▶ [Goal] Return every line of the listing below verbatim, leaving out the pictures.

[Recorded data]
---+---
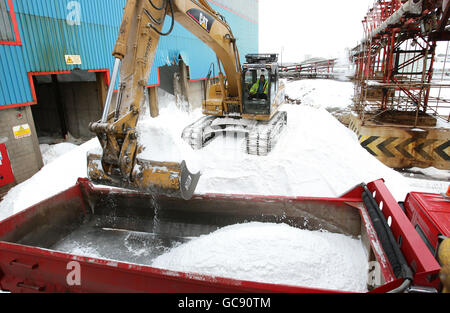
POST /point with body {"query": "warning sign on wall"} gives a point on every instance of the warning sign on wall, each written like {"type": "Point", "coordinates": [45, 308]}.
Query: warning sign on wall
{"type": "Point", "coordinates": [73, 59]}
{"type": "Point", "coordinates": [22, 131]}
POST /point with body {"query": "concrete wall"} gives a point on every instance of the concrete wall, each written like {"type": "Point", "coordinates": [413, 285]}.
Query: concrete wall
{"type": "Point", "coordinates": [81, 106]}
{"type": "Point", "coordinates": [24, 153]}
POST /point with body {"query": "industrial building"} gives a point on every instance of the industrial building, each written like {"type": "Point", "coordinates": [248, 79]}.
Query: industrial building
{"type": "Point", "coordinates": [55, 65]}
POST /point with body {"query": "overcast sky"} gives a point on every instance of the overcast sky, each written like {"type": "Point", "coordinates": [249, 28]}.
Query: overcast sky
{"type": "Point", "coordinates": [317, 28]}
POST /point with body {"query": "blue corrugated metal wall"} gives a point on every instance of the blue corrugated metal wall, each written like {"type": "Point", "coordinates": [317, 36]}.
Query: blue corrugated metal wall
{"type": "Point", "coordinates": [46, 37]}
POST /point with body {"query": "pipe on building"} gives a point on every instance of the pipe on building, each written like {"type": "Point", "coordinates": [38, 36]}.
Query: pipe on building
{"type": "Point", "coordinates": [410, 7]}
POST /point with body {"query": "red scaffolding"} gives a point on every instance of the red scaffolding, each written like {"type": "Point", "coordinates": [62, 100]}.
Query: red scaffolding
{"type": "Point", "coordinates": [396, 59]}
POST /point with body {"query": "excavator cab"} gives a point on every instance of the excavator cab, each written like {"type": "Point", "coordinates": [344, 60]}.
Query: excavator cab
{"type": "Point", "coordinates": [257, 65]}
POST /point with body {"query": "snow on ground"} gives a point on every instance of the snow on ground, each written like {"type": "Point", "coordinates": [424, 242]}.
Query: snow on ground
{"type": "Point", "coordinates": [322, 93]}
{"type": "Point", "coordinates": [52, 152]}
{"type": "Point", "coordinates": [274, 253]}
{"type": "Point", "coordinates": [58, 175]}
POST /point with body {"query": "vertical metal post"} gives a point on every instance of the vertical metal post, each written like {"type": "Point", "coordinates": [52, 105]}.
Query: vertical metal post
{"type": "Point", "coordinates": [111, 90]}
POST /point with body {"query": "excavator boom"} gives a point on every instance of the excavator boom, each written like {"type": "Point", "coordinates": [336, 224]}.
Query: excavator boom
{"type": "Point", "coordinates": [119, 164]}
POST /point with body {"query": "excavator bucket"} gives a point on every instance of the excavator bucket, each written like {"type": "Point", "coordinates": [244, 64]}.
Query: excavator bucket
{"type": "Point", "coordinates": [166, 178]}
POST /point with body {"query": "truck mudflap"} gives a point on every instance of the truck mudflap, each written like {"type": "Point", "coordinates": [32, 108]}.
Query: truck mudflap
{"type": "Point", "coordinates": [28, 264]}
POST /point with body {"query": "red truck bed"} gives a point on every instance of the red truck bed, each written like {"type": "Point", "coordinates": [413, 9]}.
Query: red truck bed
{"type": "Point", "coordinates": [29, 261]}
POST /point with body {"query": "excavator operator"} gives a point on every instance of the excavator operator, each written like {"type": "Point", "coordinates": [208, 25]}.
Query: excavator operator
{"type": "Point", "coordinates": [260, 89]}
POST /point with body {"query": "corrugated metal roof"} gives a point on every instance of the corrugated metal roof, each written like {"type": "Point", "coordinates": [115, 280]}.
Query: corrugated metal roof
{"type": "Point", "coordinates": [6, 31]}
{"type": "Point", "coordinates": [47, 37]}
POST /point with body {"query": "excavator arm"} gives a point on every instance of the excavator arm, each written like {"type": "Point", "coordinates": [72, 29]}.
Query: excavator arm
{"type": "Point", "coordinates": [134, 52]}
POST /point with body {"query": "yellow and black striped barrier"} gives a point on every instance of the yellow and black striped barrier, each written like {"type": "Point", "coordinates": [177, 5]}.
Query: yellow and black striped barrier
{"type": "Point", "coordinates": [403, 147]}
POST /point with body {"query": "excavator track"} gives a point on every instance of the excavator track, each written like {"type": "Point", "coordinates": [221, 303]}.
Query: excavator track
{"type": "Point", "coordinates": [260, 137]}
{"type": "Point", "coordinates": [195, 134]}
{"type": "Point", "coordinates": [264, 137]}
---+---
▶ [Response]
POST /point with body {"query": "warning sign on wall"} gives a point on every instance of the warning sign on wall, each written like {"type": "Point", "coordinates": [45, 308]}.
Query: warning sign on wall
{"type": "Point", "coordinates": [73, 59]}
{"type": "Point", "coordinates": [22, 131]}
POST /point with body {"query": "concrete wall"} gives a point on every instance of the concrete wall, each written like {"type": "Point", "coordinates": [413, 285]}.
Query: concrete wall
{"type": "Point", "coordinates": [81, 106]}
{"type": "Point", "coordinates": [24, 153]}
POST /point with body {"query": "industrial building"} gives a point on every instance of the industrial building, each written like {"type": "Point", "coordinates": [248, 79]}.
Query: industrial building
{"type": "Point", "coordinates": [55, 65]}
POST /point with body {"query": "overcast sky"} gives a point on every instance of the overcast sky, each written like {"type": "Point", "coordinates": [249, 28]}.
Query: overcast sky
{"type": "Point", "coordinates": [317, 28]}
POST /point with body {"query": "blue corrugated metal wall"} gives a point on every instance of the blue corrugated metal wall, each written like {"type": "Point", "coordinates": [317, 36]}.
Query: blue corrugated metal wall
{"type": "Point", "coordinates": [46, 37]}
POST /point with body {"query": "pipe on building"} gives a point on every instance of the pipe on building, each written like {"type": "Point", "coordinates": [38, 36]}.
Query: pipe on building
{"type": "Point", "coordinates": [410, 7]}
POST /point with body {"query": "red scaffolding"} gives a point on every instance of the red scaffolding, each written like {"type": "Point", "coordinates": [62, 100]}.
Query: red scaffolding
{"type": "Point", "coordinates": [396, 59]}
POST /point with body {"query": "excavator cab"} gives a point on every instance of the excavator cab, each written like {"type": "Point", "coordinates": [344, 60]}.
Query: excavator cab
{"type": "Point", "coordinates": [257, 65]}
POST /point with body {"query": "snow on ground"} gives a point on every instance of the snow on ground, each written like {"type": "Point", "coordinates": [424, 242]}.
Query: snow on ground
{"type": "Point", "coordinates": [322, 93]}
{"type": "Point", "coordinates": [52, 152]}
{"type": "Point", "coordinates": [274, 253]}
{"type": "Point", "coordinates": [58, 175]}
POST /point with body {"query": "vertical metal post"} gives a point on every instance of the vertical metal post, each written like {"type": "Point", "coordinates": [52, 105]}.
Query: vertical metal post
{"type": "Point", "coordinates": [111, 90]}
POST /point with body {"query": "excavator boom"} gives a point on every instance of the excavator boom, each written like {"type": "Point", "coordinates": [336, 224]}.
Query: excavator boom
{"type": "Point", "coordinates": [119, 164]}
POST /point with body {"query": "excavator bucket"} gives a point on every instance of the excavator bucket, each written like {"type": "Point", "coordinates": [244, 64]}.
Query: excavator bucket
{"type": "Point", "coordinates": [166, 178]}
POST /point with body {"query": "truck mudflap"} gives a point on every instance of the truck mudflap, each written like {"type": "Point", "coordinates": [32, 108]}.
Query: truck mudflap
{"type": "Point", "coordinates": [28, 264]}
POST /point with body {"query": "red truck bed"} gives a point on every instance of the red truck bed, each written like {"type": "Point", "coordinates": [413, 9]}.
Query: red truck bed
{"type": "Point", "coordinates": [29, 261]}
POST /point with body {"query": "excavator operator"} gives a point on every instance of the excavator operator, each written like {"type": "Point", "coordinates": [208, 25]}.
Query: excavator operator
{"type": "Point", "coordinates": [260, 89]}
POST /point with body {"query": "corrugated metal roof"} gives a point on every instance of the corrugated metal roof, each written like {"type": "Point", "coordinates": [115, 280]}.
Query: corrugated metal roof
{"type": "Point", "coordinates": [6, 31]}
{"type": "Point", "coordinates": [47, 37]}
POST /point with body {"query": "excavator arm"} gives a point on every instance of the excavator arm, each written like {"type": "Point", "coordinates": [72, 29]}.
Query: excavator arm
{"type": "Point", "coordinates": [134, 52]}
POST /point with body {"query": "yellow and black striped barrier"} gives a point on every instance of the yellow and black striped barrier, each written like {"type": "Point", "coordinates": [177, 5]}.
Query: yellow and black striped barrier
{"type": "Point", "coordinates": [403, 147]}
POST /point with body {"query": "excavator track"} gives a point on every instance of the excavator track, each written like {"type": "Point", "coordinates": [221, 303]}.
Query: excavator track
{"type": "Point", "coordinates": [260, 137]}
{"type": "Point", "coordinates": [195, 134]}
{"type": "Point", "coordinates": [264, 137]}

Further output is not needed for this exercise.